━━━━━ ARTICLE ━━━━━

Let us begin by considering the continent variable. We first explore this variable using bar chat.
barchart <- gapminder %>% # loads the gapminder data
ggplot(aes(x=continent,fill=continent)) + # calls the ggplot function and specify the axis and fill
geom_bar() # specify the type of plot
barchart #sdisplays the bar chart
This bar chart shows the number of observations available for each continent. For instance, we have over 600 observation from Africa, around 400 for Asia, and around 300 for America.
This information can be shown more precisely by extracting the ‘continent’ column from the data and summarizing it as shown below;
The table() and summary() function
sumAry <- gapminder %>% # loads gapminder data
select(continent) %>% # extract the column for continents
summary() # present a summary of the result
sumAry
## continent
## Africa :624
## Americas:300
## Asia :396
## Europe :360
## Oceania : 24
We can also use the table() function to show the same result.
cont_table <- gapminder %>% # loads gapminder data
select(continent) %>% # extract the column for continents
table() # present the result in a table
cont_table # display the table
## .
## Africa Americas Asia Europe Oceania
## 624 300 396 360 24
The table() and summary() functions as used here give the precise number of observations available for each continent. Next, we plot this information with a pie chart.
Let us display the information about the amount of observations available for each continent using a simple pie chart.
pie(cont_table) # use the table constructed earlier to plot a pie chart
We can also plot a pie chart using ggplot() function
piechart <- barchart + coord_polar() # plot a pie chart with the ggplot function
piechart
Observe that the code used to generate this plot depends on the code we used to plot bar chart earlier. In addition, this plot is not good for our data because it does not show the information for Oceania continent properly. Let us try another pie chart:
# plotting another type of pie chart
piechart2 <- barchart +
coord_polar("y",start=0) +
scale_fill_brewer(palette = "Dark2") +
theme_minimal()
piechart2
This plot is better in the sense that it shows the information for all the continent well, but it may take some time to understand. Let us explore other types of pie charts available in ggplot.

━━━━━ RAW DATA ━━━━━

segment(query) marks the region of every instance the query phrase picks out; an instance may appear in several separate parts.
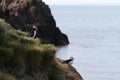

━━━━━

§ TASK LIST
**a)** According to the tutorial, why is the first pie chart made with ggplot() a poor fit for this data?
**b)** Based on the tutorial, decide whether each statement is true, answering yes or no and quoting the words that decide it: (i) The table() function produces a result that differs from the one given by summary(). (ii) The code for the first ggplot() pie chart relies on the code written earlier for the bar chart. (iii) The second ggplot() pie chart uses the "Dark2" palette.

§ SOLUTIONS TO EACH TASK
**a)** It does not show the information for the Oceania continent properly.

**b)**
(i) No: "We can also use the table() function to show the same result."
(ii) Yes: "Observe that the code used to generate this plot depends on the code we used to plot bar chart earlier."
(iii) Yes: "scale_fill_brewer(palette = "Dark2") +"